# [PROBLEMS AND TASKS]
A) Write out this part of the PCB write-up word for word, beginning at the words "About 2 weeks" and stopping after "empty perf board.".
B) Extend the PCB write-up past its last sentence.

═════ PAGE EXCERPT

About 2 weeks ago, the PCBs arrived. They look really good and the silkscreen is nice and sharp. Total damage was 24,45€, not including any of the components. I have to say, this already feels a lot more formal than an empty perf board.
I ordered these PCBs with the full knowledge that I’d make some mistakes and sought to learn from them. So here are the flaws in my design which I aim to fix in the next version:
Power supply screw terminal
The screw terminal for the power connection had much wider pin spacing than anticipated. Luckily, the pads were large enough to drill an additional hole and then make the connection using a solder bridge.
Incoming ground connection
I failed to connect the ground of the incoming power supply to the rest of the circuit, rendering the whole PCB without power. A quite unnecessary mistake as it could have been avoided with a connection trace by hand of the final design. Still easy to fix with a little wire.
In this picture you can also see the hole I had to drill for the screw terminal (top left).
Reset button problems
This problem has nothing to do with the PCB but rather the socket for the ATmega that I soldered to it. During my initial testing, the reset button was only working sporadically and I spent quite some time before I figured out the problem: It was the spring contact in the socket. Notice the much larger gap of the last pin on the right compared to the one on the left in the photo. I reused this socket from another project and apparently damaged it when removing it from the old PCB.
It was difficult to track down since, whenever I touched the probe of my multimeter to the pin of the ATmega, I’d push it inwards slightly and it would make contact and work perfectly fine.
No matching enclosure
I honestly thought I designed the PCB around an enclosure, but apparently I didn’t.
Other than these problems, I could easily populate the PCB with the components. When I was soldering I already got the feeling I sought after for this project: Now, when I want to move a circuit to a permanent PCB, I no longer have to tediously solder all the bootstrap components and I could instead focus on the actual circuit I want to build around the ATmega.

══════════
═════ DATASET CONTENT

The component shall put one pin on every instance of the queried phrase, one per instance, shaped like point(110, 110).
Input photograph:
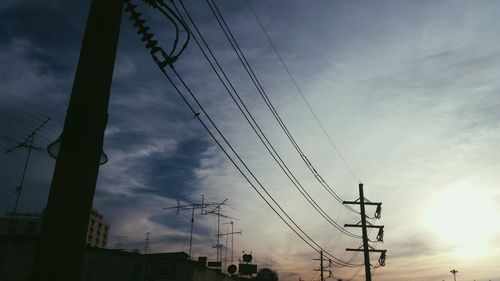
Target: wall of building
point(17, 256)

══════════

# [THE ANSWERS]
A)
About 2 weeks ago, the PCBs arrived. They look really good and the silkscreen is nice and sharp. Total damage was 24,45€, not including any of the components. I have to say, this already feels a lot more formal than an empty perf board.

B)
Summary
The flaws I described above can be summed up to the following guidelines for future PCB design:
- Measure all components: Using calipers or a ruler, measure the dimensions and pins of all components to confirm the compatibility with the design. This is especially true for components whose footprint is larger than the outermost leads (such as screw terminals).
- Do a full signal trace of the design: Follow all traces and ensure that the signals (such as power or data) are present at the required connection points.
- Print it out: Before submitting a design for production, print it out and lay the components on their respective place. Also cut it out and place it inside the intended enclosure (if applicable).
What's next
Even though there were some flaws in my first design I reckon I could’ve done a lot worse. After fixing the problems, the PCB worked and I’m overall happy with the result. I’m not going to implement a circuit with this batch (even though I have one in mind) since I failed to design it for an enclosure. In my mind, if a circuit is worth soldering for permanent use, it also deserves an enclosure. So I’ve selected an enclosure which I believe provides adequate space for small projects, the Kemo Electronic GEH KS 28. I selected this enclosure because it would allow for a piggyback PCB arrangement. I already have a PCB designed for it, but I’ll save all that for the next post.